▶ Page:
:::::
Plus One Chemistry Chapter Wise Questions and Answers Chapter 1 Some Basic Concepts of Chemistry

Plus One Chemistry Chapter Wise Questions and Answers Chapter 1 Some Basic Concepts of Chemistry is part of Kerala Plus One Chemistry Chapter Wise Questions and Answers. Here we have given Plus One Chemistry Chapter Wise Questions and Answers Chapter 1 Some Basic Concepts of Chemistry.

Kerala Plus One Chemistry Chapter Wise Questions and Answers Chapter 1 Some Basic Concepts of Chemistry

Plus One Chemistry Some Basic Concepts of Chemistry One Mark Questions and Answers

Question 1.
Which of the following is a mixture?
a) Graphite
b) Sodium chloride
c) Distilled water
d) Steel
Answer:
d) Steel

Question 2.
:::::
▶ Supplied information:
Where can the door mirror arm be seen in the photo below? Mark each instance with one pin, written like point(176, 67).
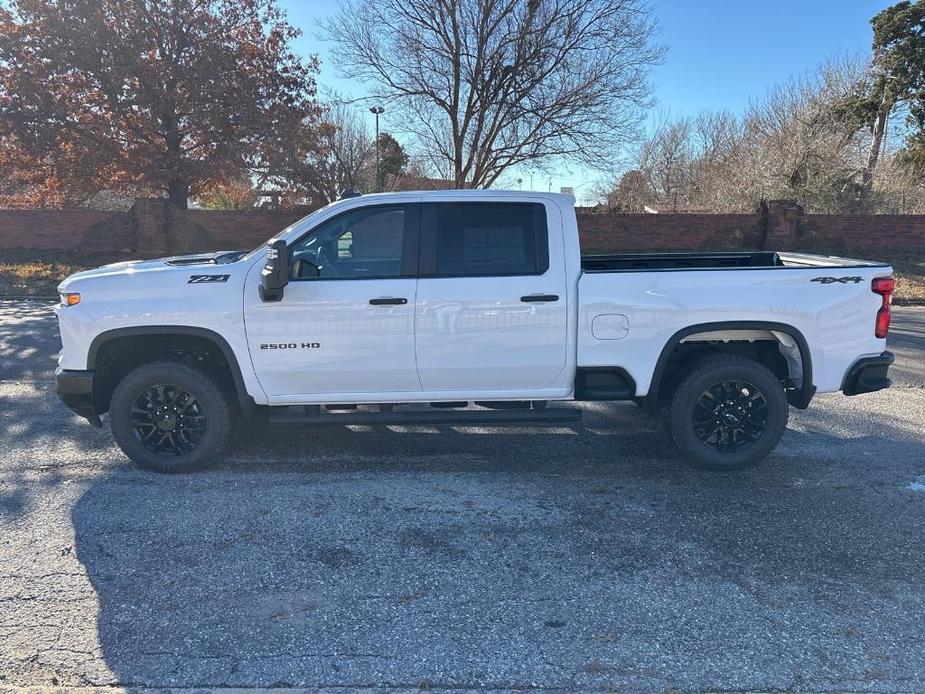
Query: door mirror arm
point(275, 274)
:::::
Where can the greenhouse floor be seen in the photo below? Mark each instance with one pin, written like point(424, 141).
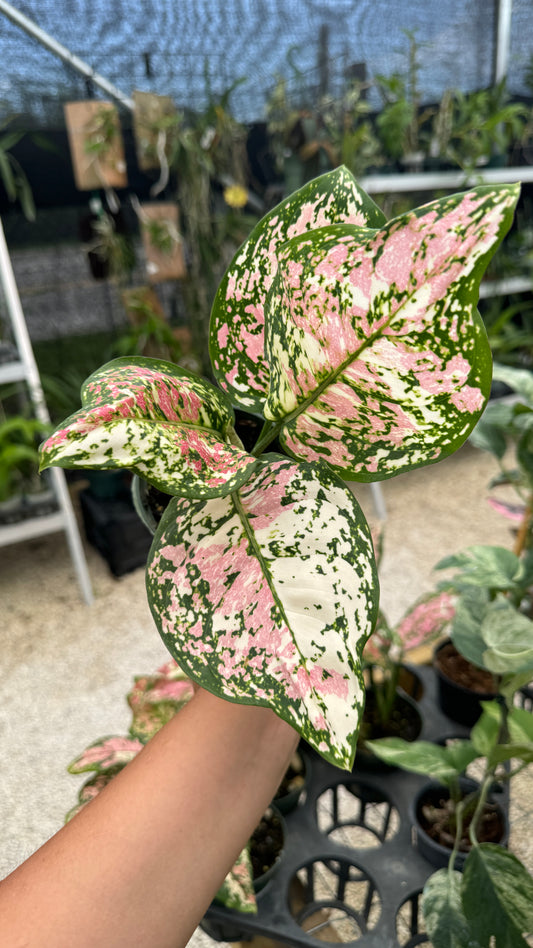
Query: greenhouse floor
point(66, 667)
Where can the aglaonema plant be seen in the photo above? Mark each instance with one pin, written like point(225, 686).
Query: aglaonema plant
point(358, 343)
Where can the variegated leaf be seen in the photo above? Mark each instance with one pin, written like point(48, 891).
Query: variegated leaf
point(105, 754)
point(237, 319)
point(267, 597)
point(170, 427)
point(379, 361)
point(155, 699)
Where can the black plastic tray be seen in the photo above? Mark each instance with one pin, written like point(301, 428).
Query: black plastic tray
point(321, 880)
:::::
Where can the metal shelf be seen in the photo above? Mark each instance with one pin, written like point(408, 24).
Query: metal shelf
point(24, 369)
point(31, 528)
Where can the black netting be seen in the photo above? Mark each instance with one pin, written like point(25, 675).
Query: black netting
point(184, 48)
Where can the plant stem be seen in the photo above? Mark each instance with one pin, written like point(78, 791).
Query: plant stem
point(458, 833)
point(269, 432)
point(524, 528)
:::::
▶ Exercise task: List every answer choice offered for Question 1 on the chemistry page. The material has no connection to the chemistry page.

▶ Completed task:
a) Graphite
b) Sodium chloride
c) Distilled water
d) Steel